CONSIGNE ÉCRITE A: Citez s'il vous plaît, mot pour mot, le passage du texte sur CMMI qui s'ouvre sur les mots contenant « CMMI, les différent » et se termine par « l’organisation à s’améliorer. ».

TEXTE À LIRE:
::::::::

Vous connaissez tous CMMI, je pense ? Ce modèle développé par le Software Engineering Institute prévoit cinq niveaux de maturité afin de mesurer la qualité des services informatiques, ainsi que les bonnes pratiques associées à cette échelle de niveaux et permettant de progresser à travers celle-ci. Je ne vais pas écrire tout un post sur ce modèle, ce n’est d’ailleurs pas le sujet de cet article, mais simplement le présenter comme je pourrais le résumer à quelqu’un qui n’y connaît rien en matière de gestion de projets et de développements d’applications.
CMMI, les différent niveaux
Le modèle commence au niveau 1, où aucun processus n’est défini. C’est ce que j’appelle le niveau des champions ou encore, l’étoffe des héros, car la réussite d’un projet dépendra de la présence d’un champion, par exemple un expert des technologies employées ou un chef de projet expérimenté. Bref, d’au moins une personne, généralement connue, toujours convoitée et qui se retrouvera le plus souvent affectée aux projets prioritaires. L’échec des autres projets n’incite pas l’organisation à s’améliorer.

::::::::

(Données d'annotation par coordonnées)
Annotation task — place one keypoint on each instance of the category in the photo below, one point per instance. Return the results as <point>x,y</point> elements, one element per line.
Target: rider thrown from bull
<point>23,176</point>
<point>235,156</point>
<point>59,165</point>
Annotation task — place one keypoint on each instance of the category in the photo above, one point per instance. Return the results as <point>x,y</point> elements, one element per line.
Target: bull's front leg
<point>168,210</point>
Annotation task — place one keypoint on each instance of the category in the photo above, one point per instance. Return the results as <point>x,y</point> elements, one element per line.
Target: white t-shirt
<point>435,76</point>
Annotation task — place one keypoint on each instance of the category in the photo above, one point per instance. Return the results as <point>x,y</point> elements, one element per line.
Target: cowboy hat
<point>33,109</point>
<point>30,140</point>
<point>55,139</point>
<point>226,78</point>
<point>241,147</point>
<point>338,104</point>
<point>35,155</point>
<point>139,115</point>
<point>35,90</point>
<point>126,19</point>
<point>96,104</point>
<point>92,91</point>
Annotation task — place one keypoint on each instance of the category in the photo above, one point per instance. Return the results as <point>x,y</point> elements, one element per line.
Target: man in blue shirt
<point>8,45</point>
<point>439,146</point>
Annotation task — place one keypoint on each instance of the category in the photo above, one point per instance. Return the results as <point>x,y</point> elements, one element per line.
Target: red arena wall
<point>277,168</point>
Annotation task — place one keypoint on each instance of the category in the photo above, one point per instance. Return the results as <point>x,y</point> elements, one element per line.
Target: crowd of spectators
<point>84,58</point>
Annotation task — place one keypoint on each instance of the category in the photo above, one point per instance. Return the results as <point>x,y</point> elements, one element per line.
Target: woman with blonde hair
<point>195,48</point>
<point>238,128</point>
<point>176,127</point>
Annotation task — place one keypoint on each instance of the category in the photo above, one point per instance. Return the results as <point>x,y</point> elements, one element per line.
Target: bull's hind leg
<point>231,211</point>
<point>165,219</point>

::::::::

CONSIGNE ÉCRITE B: Redonnez au complet la partie des entrées qui va de leur première ligne jusqu'à la ligne contenant « <point>439,146</point> », ces deux lignes comprises. Décalez de -144 chaque coordonnée des points et laissez tout le reste inchangé.

RÉPONSE CORRECTE A:
CMMI, les différent niveaux
Le modèle commence au niveau 1, où aucun processus n’est défini. C’est ce que j’appelle le niveau des champions ou encore, l’étoffe des héros, car la réussite d’un projet dépendra de la présence d’un champion, par exemple un expert des technologies employées ou un chef de projet expérimenté. Bref, d’au moins une personne, généralement connue, toujours convoitée et qui se retrouvera le plus souvent affectée aux projets prioritaires. L’échec des autres projets n’incite pas l’organisation à s’améliorer.

RÉPONSE CORRECTE B:
Annotation task — place one keypoint on each instance of the category in the photo below, one point per instance. Return the results as <point>x,y</point> elements, one element per line.
Target: rider thrown from bull
<point>-121,32</point>
<point>91,12</point>
<point>-85,21</point>
Annotation task — place one keypoint on each instance of the category in the photo above, one point per instance. Return the results as <point>x,y</point> elements, one element per line.
Target: bull's front leg
<point>24,66</point>
Annotation task — place one keypoint on each instance of the category in the photo above, one point per instance. Return the results as <point>x,y</point> elements, one element per line.
Target: white t-shirt
<point>291,-68</point>
Annotation task — place one keypoint on each instance of the category in the photo above, one point per instance. Return the results as <point>x,y</point> elements, one element per line.
Target: cowboy hat
<point>-111,-35</point>
<point>-114,-4</point>
<point>-89,-5</point>
<point>82,-66</point>
<point>97,3</point>
<point>194,-40</point>
<point>-109,11</point>
<point>-5,-29</point>
<point>-109,-54</point>
<point>-18,-125</point>
<point>-48,-40</point>
<point>-52,-53</point>
Annotation task — place one keypoint on each instance of the category in the photo above, one point per instance. Return the results as <point>x,y</point> elements, one element per line.
Target: man in blue shirt
<point>-136,-99</point>
<point>295,2</point>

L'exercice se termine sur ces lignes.